▶ Task directions
Copy out each line below that has the word "green" in it.

▶ Supplied records
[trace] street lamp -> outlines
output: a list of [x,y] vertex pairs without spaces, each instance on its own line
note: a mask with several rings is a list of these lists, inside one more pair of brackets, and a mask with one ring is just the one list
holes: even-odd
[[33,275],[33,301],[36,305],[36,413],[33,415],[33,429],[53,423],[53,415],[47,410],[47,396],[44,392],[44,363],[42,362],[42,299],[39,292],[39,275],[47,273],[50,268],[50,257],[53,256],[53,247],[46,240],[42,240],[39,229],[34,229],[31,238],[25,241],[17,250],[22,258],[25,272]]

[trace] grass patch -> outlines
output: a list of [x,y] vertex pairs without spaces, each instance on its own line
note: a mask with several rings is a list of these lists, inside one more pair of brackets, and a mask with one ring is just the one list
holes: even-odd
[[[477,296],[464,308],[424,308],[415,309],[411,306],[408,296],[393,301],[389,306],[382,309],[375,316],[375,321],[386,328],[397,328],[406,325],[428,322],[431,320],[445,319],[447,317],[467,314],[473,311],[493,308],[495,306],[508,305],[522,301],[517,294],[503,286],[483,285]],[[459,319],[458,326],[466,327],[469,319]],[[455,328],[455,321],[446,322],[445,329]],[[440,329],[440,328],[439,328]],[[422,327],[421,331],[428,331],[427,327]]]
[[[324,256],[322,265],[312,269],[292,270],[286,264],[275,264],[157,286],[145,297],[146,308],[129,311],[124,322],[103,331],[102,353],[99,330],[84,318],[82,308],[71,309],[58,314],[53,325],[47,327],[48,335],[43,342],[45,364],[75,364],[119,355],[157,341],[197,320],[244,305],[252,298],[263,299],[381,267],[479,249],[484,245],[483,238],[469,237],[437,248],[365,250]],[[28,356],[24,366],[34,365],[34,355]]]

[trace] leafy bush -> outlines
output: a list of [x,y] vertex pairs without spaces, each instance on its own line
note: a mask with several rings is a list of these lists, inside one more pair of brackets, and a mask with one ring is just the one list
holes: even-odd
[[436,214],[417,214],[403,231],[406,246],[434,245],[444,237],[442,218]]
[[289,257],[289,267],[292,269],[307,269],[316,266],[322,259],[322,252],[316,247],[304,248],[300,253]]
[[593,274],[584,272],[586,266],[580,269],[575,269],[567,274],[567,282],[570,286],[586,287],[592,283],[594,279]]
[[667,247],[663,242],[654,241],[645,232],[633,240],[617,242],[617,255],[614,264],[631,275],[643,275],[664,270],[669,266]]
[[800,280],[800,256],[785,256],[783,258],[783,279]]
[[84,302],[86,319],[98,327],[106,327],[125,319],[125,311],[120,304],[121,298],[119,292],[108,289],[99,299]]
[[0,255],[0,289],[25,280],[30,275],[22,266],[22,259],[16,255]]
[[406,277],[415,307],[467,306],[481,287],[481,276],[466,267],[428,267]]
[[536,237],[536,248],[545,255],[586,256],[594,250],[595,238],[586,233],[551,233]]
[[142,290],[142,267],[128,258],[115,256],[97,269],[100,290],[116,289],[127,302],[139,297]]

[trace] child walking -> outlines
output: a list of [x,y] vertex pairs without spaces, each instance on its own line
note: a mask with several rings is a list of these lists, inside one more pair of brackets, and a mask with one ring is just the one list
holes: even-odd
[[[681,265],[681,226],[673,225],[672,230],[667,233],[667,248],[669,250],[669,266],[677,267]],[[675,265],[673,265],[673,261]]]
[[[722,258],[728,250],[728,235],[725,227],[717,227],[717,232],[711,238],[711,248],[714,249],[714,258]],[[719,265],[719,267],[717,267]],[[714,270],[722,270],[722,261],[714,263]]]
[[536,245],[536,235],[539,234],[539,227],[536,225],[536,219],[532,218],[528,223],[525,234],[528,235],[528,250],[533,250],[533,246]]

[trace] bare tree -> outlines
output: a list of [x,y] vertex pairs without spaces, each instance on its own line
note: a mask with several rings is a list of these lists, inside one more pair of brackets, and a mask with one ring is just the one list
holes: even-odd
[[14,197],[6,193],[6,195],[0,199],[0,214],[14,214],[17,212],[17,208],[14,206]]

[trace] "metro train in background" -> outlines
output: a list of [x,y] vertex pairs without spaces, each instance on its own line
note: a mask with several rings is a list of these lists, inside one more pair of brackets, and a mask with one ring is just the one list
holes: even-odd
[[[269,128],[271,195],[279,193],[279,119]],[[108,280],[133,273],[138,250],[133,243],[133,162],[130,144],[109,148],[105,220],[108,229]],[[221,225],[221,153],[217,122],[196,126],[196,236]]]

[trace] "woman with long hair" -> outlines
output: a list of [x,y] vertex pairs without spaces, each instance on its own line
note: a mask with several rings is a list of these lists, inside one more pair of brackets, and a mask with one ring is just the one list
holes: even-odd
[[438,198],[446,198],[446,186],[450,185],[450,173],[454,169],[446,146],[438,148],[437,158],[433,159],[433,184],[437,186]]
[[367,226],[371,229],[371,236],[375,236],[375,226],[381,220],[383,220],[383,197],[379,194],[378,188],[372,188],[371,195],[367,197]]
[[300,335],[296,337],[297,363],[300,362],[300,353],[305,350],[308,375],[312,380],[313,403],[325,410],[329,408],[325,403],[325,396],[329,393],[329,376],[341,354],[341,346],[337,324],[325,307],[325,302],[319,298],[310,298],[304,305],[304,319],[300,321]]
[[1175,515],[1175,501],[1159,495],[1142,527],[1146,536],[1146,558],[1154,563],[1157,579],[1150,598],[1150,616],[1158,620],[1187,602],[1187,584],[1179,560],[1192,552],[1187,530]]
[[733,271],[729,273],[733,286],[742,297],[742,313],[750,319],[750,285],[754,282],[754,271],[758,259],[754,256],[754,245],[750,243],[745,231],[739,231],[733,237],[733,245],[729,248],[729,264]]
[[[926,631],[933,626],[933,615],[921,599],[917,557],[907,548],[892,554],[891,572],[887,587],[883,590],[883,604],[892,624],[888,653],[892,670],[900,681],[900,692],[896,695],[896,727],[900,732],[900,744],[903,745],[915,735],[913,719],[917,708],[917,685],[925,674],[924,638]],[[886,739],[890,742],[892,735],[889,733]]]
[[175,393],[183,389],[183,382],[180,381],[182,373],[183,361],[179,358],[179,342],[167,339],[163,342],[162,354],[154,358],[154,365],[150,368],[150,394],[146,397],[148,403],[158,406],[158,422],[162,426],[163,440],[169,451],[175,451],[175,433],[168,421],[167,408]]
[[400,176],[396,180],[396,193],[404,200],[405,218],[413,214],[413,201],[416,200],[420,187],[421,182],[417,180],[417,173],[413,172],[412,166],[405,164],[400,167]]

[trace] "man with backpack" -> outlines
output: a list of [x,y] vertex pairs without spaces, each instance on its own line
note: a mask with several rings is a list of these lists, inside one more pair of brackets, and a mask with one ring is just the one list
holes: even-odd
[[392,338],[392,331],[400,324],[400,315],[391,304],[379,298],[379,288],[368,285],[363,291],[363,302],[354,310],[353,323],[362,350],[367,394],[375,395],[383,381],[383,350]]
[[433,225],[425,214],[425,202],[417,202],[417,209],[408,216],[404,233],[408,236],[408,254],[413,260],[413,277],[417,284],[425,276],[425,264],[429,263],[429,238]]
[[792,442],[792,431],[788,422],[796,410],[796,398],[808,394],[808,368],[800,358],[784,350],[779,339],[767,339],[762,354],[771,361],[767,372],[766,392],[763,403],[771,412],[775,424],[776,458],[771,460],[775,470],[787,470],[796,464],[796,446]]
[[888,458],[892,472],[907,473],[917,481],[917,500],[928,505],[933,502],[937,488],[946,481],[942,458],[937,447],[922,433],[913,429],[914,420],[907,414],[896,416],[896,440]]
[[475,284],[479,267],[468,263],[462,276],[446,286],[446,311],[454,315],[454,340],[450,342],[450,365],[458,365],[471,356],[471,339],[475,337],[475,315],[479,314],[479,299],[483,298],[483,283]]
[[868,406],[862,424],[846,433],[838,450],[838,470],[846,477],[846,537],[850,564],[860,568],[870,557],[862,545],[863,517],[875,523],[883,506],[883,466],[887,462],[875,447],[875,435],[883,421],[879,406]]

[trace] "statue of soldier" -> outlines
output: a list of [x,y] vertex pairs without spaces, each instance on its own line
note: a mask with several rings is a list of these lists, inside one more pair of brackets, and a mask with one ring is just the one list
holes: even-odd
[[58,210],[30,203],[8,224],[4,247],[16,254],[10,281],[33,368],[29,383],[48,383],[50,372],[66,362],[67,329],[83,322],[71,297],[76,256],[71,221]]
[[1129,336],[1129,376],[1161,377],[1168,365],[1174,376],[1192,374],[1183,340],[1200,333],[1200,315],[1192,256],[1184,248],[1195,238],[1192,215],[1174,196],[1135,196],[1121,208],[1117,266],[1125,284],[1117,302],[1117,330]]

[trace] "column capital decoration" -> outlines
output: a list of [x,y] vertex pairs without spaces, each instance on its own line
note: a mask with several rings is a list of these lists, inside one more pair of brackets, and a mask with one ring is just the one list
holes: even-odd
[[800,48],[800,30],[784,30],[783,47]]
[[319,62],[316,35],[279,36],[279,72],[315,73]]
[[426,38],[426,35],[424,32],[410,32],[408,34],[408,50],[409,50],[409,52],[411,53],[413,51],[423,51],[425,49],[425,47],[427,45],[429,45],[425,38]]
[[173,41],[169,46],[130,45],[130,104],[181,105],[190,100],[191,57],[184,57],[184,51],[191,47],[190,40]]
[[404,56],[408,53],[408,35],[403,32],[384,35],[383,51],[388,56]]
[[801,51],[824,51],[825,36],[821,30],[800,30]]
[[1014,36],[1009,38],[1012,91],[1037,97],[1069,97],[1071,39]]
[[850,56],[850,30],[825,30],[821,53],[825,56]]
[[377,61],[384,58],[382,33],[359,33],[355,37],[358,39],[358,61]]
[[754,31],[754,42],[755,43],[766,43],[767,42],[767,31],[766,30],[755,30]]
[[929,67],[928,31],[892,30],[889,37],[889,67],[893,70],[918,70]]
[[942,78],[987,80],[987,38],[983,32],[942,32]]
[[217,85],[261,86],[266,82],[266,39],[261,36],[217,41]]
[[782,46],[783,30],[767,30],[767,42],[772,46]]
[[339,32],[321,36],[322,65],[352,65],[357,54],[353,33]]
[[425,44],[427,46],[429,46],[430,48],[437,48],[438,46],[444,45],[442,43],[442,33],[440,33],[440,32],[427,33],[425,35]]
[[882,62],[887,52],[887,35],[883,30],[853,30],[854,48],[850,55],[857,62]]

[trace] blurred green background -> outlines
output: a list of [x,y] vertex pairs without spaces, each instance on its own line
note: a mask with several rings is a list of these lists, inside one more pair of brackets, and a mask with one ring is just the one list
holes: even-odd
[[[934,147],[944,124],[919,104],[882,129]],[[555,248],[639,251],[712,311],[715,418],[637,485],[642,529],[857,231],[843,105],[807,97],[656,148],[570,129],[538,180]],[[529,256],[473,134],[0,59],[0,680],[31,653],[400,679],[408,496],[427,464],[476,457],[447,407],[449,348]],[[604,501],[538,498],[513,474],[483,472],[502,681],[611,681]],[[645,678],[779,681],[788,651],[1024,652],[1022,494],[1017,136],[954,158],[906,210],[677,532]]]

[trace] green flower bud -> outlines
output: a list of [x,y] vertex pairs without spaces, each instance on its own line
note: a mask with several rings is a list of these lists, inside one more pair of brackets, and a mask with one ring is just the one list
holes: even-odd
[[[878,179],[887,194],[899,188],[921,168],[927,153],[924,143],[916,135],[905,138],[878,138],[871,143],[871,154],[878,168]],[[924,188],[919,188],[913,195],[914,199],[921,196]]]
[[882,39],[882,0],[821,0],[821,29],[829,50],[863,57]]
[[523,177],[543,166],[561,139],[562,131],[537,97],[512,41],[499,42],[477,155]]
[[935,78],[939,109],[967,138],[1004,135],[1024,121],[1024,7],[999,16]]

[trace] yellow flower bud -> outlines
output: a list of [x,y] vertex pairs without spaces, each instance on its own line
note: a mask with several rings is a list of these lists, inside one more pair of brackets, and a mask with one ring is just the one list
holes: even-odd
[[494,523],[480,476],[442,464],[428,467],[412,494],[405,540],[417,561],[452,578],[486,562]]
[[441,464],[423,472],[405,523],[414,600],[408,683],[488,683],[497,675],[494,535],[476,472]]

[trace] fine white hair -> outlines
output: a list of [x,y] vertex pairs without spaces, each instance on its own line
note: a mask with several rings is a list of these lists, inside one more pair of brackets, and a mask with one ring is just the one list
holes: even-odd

▶ Result for this task
[trace] blurred green background -> outlines
[trace] green flower bud -> outlines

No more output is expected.